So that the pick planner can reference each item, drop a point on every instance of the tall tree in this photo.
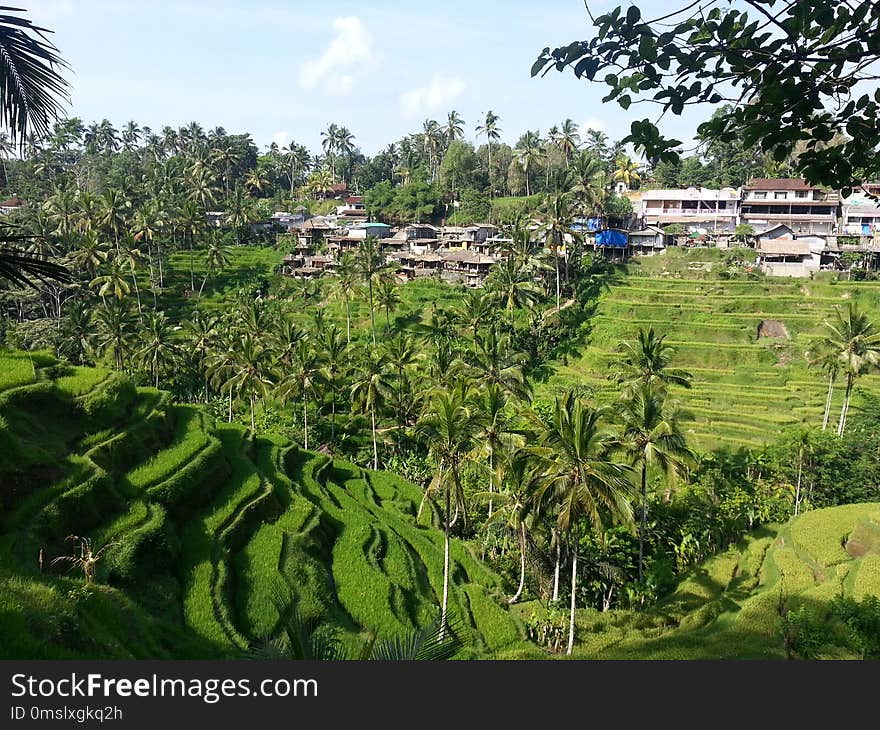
(584, 482)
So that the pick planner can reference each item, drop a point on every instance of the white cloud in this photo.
(435, 96)
(350, 50)
(48, 12)
(594, 123)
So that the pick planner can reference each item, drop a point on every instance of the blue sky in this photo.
(285, 70)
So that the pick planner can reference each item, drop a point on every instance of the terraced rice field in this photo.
(745, 388)
(206, 521)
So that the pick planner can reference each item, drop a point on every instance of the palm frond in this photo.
(30, 83)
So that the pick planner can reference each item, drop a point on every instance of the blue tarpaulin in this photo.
(612, 237)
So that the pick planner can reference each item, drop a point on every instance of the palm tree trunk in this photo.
(556, 569)
(305, 424)
(643, 521)
(845, 410)
(556, 261)
(375, 447)
(443, 611)
(372, 313)
(828, 401)
(573, 595)
(522, 563)
(491, 478)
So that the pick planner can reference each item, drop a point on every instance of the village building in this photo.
(802, 207)
(697, 209)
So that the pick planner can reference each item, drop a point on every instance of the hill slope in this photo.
(745, 387)
(206, 520)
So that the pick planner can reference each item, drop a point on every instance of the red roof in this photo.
(781, 183)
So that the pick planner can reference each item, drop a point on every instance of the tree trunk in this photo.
(556, 569)
(573, 595)
(844, 411)
(643, 521)
(828, 401)
(375, 447)
(491, 479)
(522, 563)
(443, 611)
(305, 424)
(372, 313)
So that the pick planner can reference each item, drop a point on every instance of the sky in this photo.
(284, 71)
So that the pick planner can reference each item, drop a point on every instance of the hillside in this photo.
(745, 387)
(207, 518)
(728, 607)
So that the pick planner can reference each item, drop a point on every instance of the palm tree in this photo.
(512, 286)
(334, 355)
(249, 374)
(557, 215)
(652, 437)
(447, 428)
(302, 381)
(626, 171)
(114, 328)
(454, 127)
(113, 282)
(521, 478)
(583, 482)
(856, 341)
(369, 263)
(216, 259)
(493, 430)
(346, 286)
(568, 139)
(489, 128)
(646, 361)
(528, 151)
(369, 389)
(158, 352)
(32, 90)
(388, 298)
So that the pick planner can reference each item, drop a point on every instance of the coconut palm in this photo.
(216, 259)
(334, 355)
(302, 381)
(512, 286)
(113, 328)
(557, 214)
(646, 361)
(651, 437)
(626, 171)
(583, 482)
(447, 427)
(521, 479)
(856, 341)
(369, 263)
(158, 352)
(369, 390)
(387, 297)
(490, 130)
(527, 153)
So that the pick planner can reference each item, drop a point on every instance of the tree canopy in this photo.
(795, 74)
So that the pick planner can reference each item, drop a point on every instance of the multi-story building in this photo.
(702, 209)
(802, 207)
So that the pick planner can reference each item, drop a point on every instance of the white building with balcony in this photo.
(697, 209)
(805, 209)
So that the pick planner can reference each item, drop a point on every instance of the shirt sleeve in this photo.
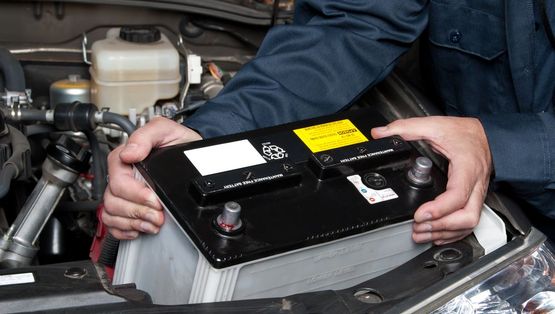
(523, 151)
(332, 53)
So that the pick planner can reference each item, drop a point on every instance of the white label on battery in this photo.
(15, 279)
(224, 157)
(371, 195)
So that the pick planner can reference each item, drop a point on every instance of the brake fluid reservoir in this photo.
(133, 67)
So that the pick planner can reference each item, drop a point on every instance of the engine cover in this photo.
(322, 206)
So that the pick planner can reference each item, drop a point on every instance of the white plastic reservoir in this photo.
(133, 68)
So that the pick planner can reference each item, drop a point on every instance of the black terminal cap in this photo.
(69, 154)
(140, 34)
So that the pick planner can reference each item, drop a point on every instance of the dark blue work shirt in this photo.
(490, 59)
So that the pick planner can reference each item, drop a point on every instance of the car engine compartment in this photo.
(77, 77)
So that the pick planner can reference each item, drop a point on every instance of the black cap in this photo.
(139, 34)
(69, 154)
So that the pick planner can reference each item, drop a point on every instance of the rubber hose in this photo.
(119, 120)
(99, 183)
(109, 252)
(81, 206)
(16, 163)
(7, 173)
(31, 115)
(20, 146)
(12, 72)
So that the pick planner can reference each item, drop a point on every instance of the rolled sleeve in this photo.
(334, 51)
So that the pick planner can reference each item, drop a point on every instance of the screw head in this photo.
(209, 184)
(75, 273)
(325, 158)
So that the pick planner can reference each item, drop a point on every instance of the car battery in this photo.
(311, 205)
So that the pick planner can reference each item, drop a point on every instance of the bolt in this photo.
(396, 142)
(248, 175)
(75, 273)
(209, 184)
(287, 167)
(325, 158)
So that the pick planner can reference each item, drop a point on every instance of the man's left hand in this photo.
(453, 214)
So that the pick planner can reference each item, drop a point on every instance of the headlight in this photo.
(525, 286)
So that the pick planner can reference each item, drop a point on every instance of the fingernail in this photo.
(152, 217)
(131, 234)
(146, 227)
(130, 147)
(425, 217)
(151, 200)
(381, 129)
(424, 237)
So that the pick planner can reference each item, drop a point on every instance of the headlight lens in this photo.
(525, 286)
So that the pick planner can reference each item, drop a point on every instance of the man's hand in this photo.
(453, 214)
(129, 205)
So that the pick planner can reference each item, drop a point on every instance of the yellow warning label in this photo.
(330, 135)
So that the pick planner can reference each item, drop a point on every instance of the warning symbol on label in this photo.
(272, 151)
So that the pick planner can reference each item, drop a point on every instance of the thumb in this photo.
(135, 152)
(380, 132)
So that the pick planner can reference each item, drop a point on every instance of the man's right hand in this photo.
(130, 206)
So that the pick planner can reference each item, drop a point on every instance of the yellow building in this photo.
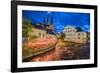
(75, 34)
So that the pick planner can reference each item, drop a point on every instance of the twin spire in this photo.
(48, 20)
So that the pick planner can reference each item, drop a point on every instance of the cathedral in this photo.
(44, 28)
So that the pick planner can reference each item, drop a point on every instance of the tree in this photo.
(62, 36)
(26, 27)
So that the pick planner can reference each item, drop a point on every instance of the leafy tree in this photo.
(62, 36)
(26, 27)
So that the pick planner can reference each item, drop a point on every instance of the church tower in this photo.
(51, 23)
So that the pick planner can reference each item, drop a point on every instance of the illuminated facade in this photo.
(73, 34)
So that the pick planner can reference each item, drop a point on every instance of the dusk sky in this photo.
(60, 19)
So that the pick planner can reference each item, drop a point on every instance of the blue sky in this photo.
(60, 19)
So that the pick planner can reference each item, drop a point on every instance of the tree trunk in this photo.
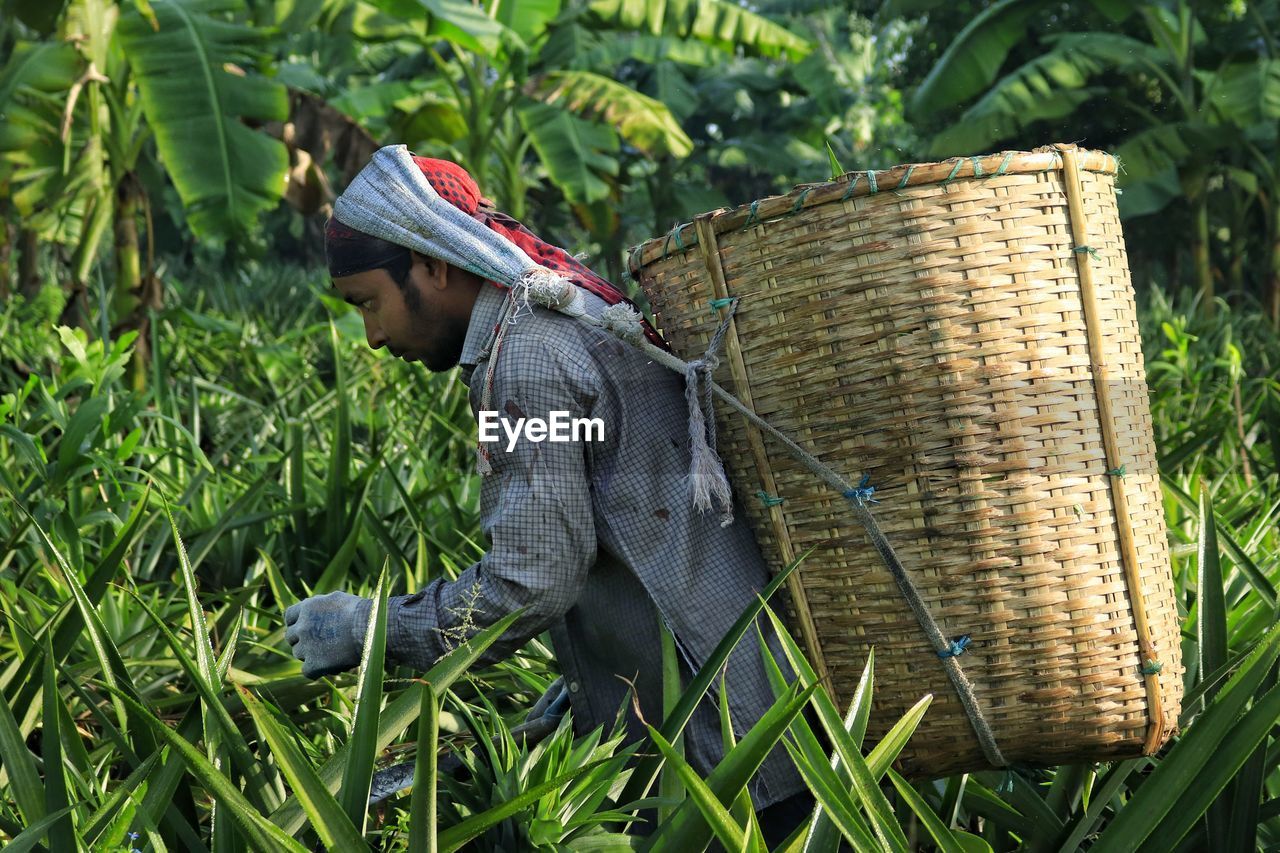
(135, 295)
(1274, 273)
(1201, 268)
(7, 235)
(28, 267)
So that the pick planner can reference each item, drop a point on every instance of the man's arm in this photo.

————

Set down the lines of the records above exactly, apart from the pictures.

ANSWER TO THE PROBLEM:
So that the pick planner can reference each item, drop a point on every instance of the tall tree in this photo.
(584, 482)
So that the pick planner can reference each item, drop a point on every instance of the white cloud in this photo.
(435, 96)
(350, 50)
(48, 12)
(594, 123)
So that the pick planner can reference each item, drop a point on every instance of the blue sky in this photo.
(285, 70)
So that the pick planner can reference each item, drop a point on every instance of the terraced rice field in this photo.
(745, 388)
(206, 521)
So that the pick planner can reference each item, drop a point on every instance of the palm frond in this photo.
(30, 83)
So that the pick planner can reference each item, drop a point on every instance of the blue tarpaulin in this photo.
(612, 237)
So that the pick planner can reference each item, drop a point on every instance of the palm tree trunk in this photo.
(556, 569)
(305, 424)
(643, 521)
(845, 410)
(556, 261)
(375, 447)
(443, 611)
(372, 313)
(828, 401)
(573, 595)
(522, 563)
(491, 478)
So that the pick planner can reference each item, drop a point on every instance of the village building in this photo.
(802, 207)
(697, 209)
So that the pick planner can reference each item, drop a point on every instance of the hill slope in this photo.
(745, 387)
(206, 520)
So that the pick planner can reference each item, drop a point on every instance of the red roof in this photo.
(781, 183)
So that the pick planner can reference each item, drop a point on every instance of the tree trunk in this photo.
(556, 569)
(573, 595)
(844, 411)
(643, 521)
(828, 401)
(375, 447)
(491, 479)
(522, 563)
(443, 611)
(305, 424)
(372, 313)
So that the pick planner can reference each item, drop a point on every instance of the sky in this photo.
(284, 71)
So that the pick planner can reference each item, drop a point on every instance of the hillside in this photo.
(745, 387)
(207, 518)
(728, 607)
So that the pick planner can reference each item, drop a point on every instance of the palm tree in this photo.
(512, 286)
(334, 355)
(249, 374)
(557, 215)
(652, 437)
(447, 428)
(302, 381)
(626, 171)
(114, 328)
(454, 127)
(113, 282)
(521, 478)
(583, 482)
(856, 341)
(369, 263)
(216, 259)
(493, 430)
(346, 286)
(568, 139)
(489, 128)
(646, 361)
(528, 151)
(369, 389)
(158, 352)
(32, 90)
(388, 298)
So that the pick planner can reference each item, drop a point on every instance of the coconut palm in this photo.
(216, 259)
(334, 355)
(302, 381)
(512, 286)
(113, 328)
(557, 214)
(646, 361)
(651, 437)
(626, 171)
(583, 482)
(447, 427)
(521, 479)
(856, 341)
(369, 263)
(158, 352)
(369, 390)
(387, 297)
(490, 130)
(527, 153)
So that the pick planner can reference each item, drop a point on every instance of the tree canopy in this photo.
(795, 74)
So that the pick planner can reference each item, drop a point on every instance of the multi-story building in this photo.
(702, 209)
(802, 207)
So that the pick planner can reference each item, drop a point on every instance of the white building with balcony in this photo.
(697, 209)
(805, 209)
So that the pick planner can reference each item, drop a point on every instance of the shirt sleeve in this photo.
(523, 151)
(332, 53)
So that the pick planner can reference each item, drop a point on every instance of the white label on battery in this photo.
(15, 279)
(224, 157)
(371, 195)
So that the pick planner can reference each item, drop a point on every instance of the brake fluid reservoir in this photo.
(133, 67)
So that the pick planner can reference each item, drop a point on every instance of the engine cover in this photo.
(322, 206)
So that the pick planner can reference each item, drop a point on every instance of the white plastic reservoir in this photo.
(133, 68)
So that the pick planner can reference each item, drop a point on every instance of the black terminal cap in this photo.
(69, 154)
(140, 34)
So that the pick planner can reference each item, drop a point on every instance of the dark blue work shirt in this photo.
(490, 59)
So that the pick planner can reference each item, drop a point on every instance of the car engine compartment in this photo.
(77, 77)
So that the pick planner can reference each item, drop a point on every instance of the black cap in this photo.
(139, 34)
(69, 154)
So that the pick planner can reference each item, drop a point on every instance of the rubber hose in this photo.
(119, 120)
(99, 183)
(109, 252)
(81, 206)
(16, 163)
(7, 173)
(31, 115)
(20, 146)
(12, 72)
So that the pick planner can reference each item, drop a point on every instance of the rolled sleeve in this photo.
(334, 51)
So that the pick planner can reference each item, drop a point on every instance of the screw head in this photo.
(209, 184)
(75, 273)
(325, 158)
So that the pick planner can reference each item, drop a point on every instance of the car battery in this photo.
(311, 205)
So that the pick planner can reference each item, drop a point on every instance of the bolt in this photo.
(396, 142)
(248, 175)
(75, 273)
(209, 184)
(287, 167)
(325, 158)
So that the pick planner can reference each item, drop a point on every instance of the man's left hand in this photo.
(453, 214)
So that the pick planner can reference each item, drop a point on every instance of the headlight in this photo.
(525, 286)
So that the pick planner can reference each item, drop a point on every instance of the fingernail in this photo.
(152, 217)
(131, 234)
(146, 227)
(130, 147)
(425, 217)
(151, 200)
(381, 129)
(424, 237)
So that the pick planner can reference each item, drop a point on every instance of the headlight lens in this photo.
(525, 286)
So that the pick planner can reference each item, drop a point on every instance of the man's hand in this photo.
(453, 214)
(129, 205)
So that the pick planner can reference each item, drop a point on every instance of the yellow warning label in this photo.
(330, 135)
So that the pick planner can reference each item, drop a point on every instance of the warning symbol on label in this photo.
(272, 151)
So that the pick planner can reference each item, drop a point on every instance of the thumb in this photo.
(135, 152)
(380, 132)
So that the pick planner can reference each item, drop a point on every instance of the man's right hand in this photo.
(130, 206)
So that the pick planner can reference each item, drop a point on every instance of the yellow building in this photo.
(75, 34)
So that the pick planner can reference each item, drop a point on every instance of the twin spire in this photo.
(48, 20)
So that the pick planner can reference each item, drop a point on every instance of the cathedral in this photo.
(44, 28)
So that the pick planner can reference each item, drop a point on every instance of the tree in this photo.
(62, 36)
(26, 27)
So that the pick planner can reference each item, drop a point on every instance of the leafy tree in this photo.
(62, 36)
(26, 27)
So that the pick planner can reference each item, drop a point on every instance of the church tower in this photo.
(51, 23)
So that the pick planner can reference each item, drop a point on every instance of the illuminated facade in this photo.
(73, 34)
So that the pick planner can reference each item, drop a point on every instance of the dusk sky in this photo.
(60, 19)
So that the pick planner can reference each item, drop a point on every instance of the blue sky in this photo.
(60, 19)
So that the pick planner can reference each item, drop a point on every instance of the tree trunk in this photo.
(135, 295)
(1274, 273)
(1201, 268)
(7, 235)
(28, 267)
So that the pick planner can reference each item, drop a point on every instance of the man's arm in this photo.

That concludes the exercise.